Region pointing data
* * *

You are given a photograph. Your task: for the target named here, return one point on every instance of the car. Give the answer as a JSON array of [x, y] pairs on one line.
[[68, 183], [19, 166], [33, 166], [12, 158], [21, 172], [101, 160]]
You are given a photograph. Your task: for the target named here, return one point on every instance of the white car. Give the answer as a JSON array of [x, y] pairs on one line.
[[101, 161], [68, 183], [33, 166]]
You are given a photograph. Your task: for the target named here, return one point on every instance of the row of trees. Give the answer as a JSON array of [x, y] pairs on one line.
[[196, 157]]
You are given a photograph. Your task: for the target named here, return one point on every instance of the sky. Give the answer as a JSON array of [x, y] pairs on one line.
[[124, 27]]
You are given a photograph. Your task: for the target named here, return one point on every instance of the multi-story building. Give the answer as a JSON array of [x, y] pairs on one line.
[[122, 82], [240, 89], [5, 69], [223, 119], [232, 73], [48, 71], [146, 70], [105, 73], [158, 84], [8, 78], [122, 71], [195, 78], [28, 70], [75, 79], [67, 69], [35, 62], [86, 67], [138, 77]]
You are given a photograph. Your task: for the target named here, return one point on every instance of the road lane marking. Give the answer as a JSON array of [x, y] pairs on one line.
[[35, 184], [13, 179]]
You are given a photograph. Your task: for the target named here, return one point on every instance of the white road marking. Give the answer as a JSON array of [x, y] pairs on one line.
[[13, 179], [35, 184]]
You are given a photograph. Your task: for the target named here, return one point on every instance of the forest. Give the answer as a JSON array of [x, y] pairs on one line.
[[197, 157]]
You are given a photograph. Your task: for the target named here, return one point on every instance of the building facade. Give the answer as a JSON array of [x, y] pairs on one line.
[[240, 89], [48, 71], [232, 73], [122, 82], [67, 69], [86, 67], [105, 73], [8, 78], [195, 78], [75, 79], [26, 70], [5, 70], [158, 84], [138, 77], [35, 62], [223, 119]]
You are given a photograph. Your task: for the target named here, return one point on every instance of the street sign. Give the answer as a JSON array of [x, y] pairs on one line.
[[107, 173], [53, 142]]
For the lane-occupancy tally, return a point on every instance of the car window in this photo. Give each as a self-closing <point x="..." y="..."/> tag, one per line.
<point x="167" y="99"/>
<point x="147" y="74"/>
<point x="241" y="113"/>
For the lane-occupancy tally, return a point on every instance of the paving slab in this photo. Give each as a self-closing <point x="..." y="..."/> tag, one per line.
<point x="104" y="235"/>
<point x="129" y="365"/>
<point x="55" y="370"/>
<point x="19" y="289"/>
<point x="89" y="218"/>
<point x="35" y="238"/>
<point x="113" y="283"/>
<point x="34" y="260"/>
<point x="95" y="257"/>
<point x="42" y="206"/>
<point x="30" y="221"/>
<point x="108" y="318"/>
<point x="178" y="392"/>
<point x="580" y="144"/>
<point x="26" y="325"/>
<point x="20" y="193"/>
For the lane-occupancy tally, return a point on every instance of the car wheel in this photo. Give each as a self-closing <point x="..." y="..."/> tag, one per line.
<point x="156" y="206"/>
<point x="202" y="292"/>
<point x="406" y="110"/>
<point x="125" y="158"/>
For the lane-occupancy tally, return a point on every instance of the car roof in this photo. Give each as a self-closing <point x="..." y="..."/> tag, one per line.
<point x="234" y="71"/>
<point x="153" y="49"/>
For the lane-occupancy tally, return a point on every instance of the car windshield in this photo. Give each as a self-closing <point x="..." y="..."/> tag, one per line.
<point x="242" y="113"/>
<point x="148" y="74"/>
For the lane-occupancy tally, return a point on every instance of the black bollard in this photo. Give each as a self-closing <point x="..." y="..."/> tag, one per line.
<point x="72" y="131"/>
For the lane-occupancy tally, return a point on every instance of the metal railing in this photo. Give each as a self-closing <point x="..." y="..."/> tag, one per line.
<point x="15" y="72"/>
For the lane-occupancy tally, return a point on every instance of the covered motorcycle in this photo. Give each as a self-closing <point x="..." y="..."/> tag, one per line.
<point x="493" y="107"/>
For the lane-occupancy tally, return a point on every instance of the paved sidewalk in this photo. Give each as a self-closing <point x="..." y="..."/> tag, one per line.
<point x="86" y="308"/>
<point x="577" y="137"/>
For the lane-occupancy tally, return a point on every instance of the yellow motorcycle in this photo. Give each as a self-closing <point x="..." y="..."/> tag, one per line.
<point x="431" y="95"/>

* * *

## Required work
Copy each line, exactly, that falls between the line containing "of the yellow" and the end of the entries, both included.

## Completed exercise
For the lane-occupancy tally, return a point on every instance of the yellow motorcycle in this photo. Give each as a self-closing <point x="..." y="..."/> tag, one per line.
<point x="431" y="95"/>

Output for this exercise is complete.